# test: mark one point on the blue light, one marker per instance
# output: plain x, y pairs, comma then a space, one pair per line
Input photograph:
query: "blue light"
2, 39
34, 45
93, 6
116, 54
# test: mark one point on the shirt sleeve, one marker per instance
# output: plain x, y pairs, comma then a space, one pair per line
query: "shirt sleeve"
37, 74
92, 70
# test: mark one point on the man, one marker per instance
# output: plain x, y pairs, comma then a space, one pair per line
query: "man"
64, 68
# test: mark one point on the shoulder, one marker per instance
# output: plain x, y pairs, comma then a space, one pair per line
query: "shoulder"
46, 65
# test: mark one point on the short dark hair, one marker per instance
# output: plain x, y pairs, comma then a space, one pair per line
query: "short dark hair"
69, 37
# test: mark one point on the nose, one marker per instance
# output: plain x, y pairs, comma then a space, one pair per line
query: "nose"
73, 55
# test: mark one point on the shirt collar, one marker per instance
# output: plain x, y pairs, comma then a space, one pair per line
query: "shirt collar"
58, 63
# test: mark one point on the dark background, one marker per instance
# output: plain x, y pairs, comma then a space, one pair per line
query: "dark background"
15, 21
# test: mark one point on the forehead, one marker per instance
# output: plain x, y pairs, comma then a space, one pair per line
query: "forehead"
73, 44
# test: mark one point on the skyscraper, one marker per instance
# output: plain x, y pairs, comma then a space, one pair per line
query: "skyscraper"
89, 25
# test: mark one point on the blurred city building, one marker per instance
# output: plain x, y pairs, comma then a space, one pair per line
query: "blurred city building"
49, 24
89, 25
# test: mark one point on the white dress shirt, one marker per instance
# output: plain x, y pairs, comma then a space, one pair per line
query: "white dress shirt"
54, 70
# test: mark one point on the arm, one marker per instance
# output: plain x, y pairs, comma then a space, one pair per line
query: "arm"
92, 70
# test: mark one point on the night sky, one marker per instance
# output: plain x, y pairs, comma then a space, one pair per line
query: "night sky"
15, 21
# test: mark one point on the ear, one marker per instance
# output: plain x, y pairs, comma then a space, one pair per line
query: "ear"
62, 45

→ Problem statement
Each record above should be output again exactly.

→ Correct answer
# test: mark one point on the blue light, one marker per instance
# output: plain x, y pairs, comma then a space, one pair per line
Input photograph:
query: "blue light"
2, 39
34, 45
93, 6
116, 54
# test: mark one point on the shirt sleeve, one marker per instance
# output: plain x, y pairs, comma then a space, one pair per line
query: "shirt sleeve"
37, 74
92, 70
# test: mark one point on the man, one marker per instance
# output: plain x, y pairs, comma then a space, one pair per line
query: "man"
64, 68
# test: mark one point on the shoulder, one marker per instance
# output: plain x, y pairs, comma then a space, one pair per line
query: "shoulder"
46, 65
# test: mark one point on the short dark hair, one marker per instance
# output: plain x, y pairs, comma then a space, one pair per line
query: "short dark hair"
69, 37
# test: mark one point on the nose, one marker per instance
# output: plain x, y pairs, comma then a space, one pair per line
query: "nose"
73, 55
# test: mark one point on the shirt collar, one marker per instance
# output: plain x, y pairs, comma then a space, one pair per line
query: "shirt collar"
58, 63
# test: mark one point on the dark background, one marker per instance
# output: plain x, y pairs, comma then a space, one pair per line
query: "dark background"
15, 21
# test: mark one point on the forehead, one marker per instance
# output: plain x, y pairs, comma then a space, one pair per line
query: "forehead"
73, 44
# test: mark one point on the skyscraper, one marker per instance
# output: plain x, y pairs, comma then a space, one pair per line
query: "skyscraper"
89, 25
# test: mark one point on the blurred city building, one marker per instance
# output: plain x, y pairs, comma then a space, one pair per line
query: "blurred city building"
49, 24
89, 25
# test: mark one point on the white dress shirt, one marker per instance
# output: plain x, y pairs, comma then a space, one pair per line
query: "white dress shirt"
54, 70
# test: mark one point on the arm, one marker per instance
# output: plain x, y pairs, comma then a space, one pair per line
query: "arm"
92, 70
# test: mark one point on the night sky, one marker per instance
# output: plain x, y pairs, comma then a space, one pair per line
query: "night sky"
15, 21
# test: mark one point on the ear, one marker per instance
# output: plain x, y pairs, comma then a space, one pair per line
query: "ear"
62, 45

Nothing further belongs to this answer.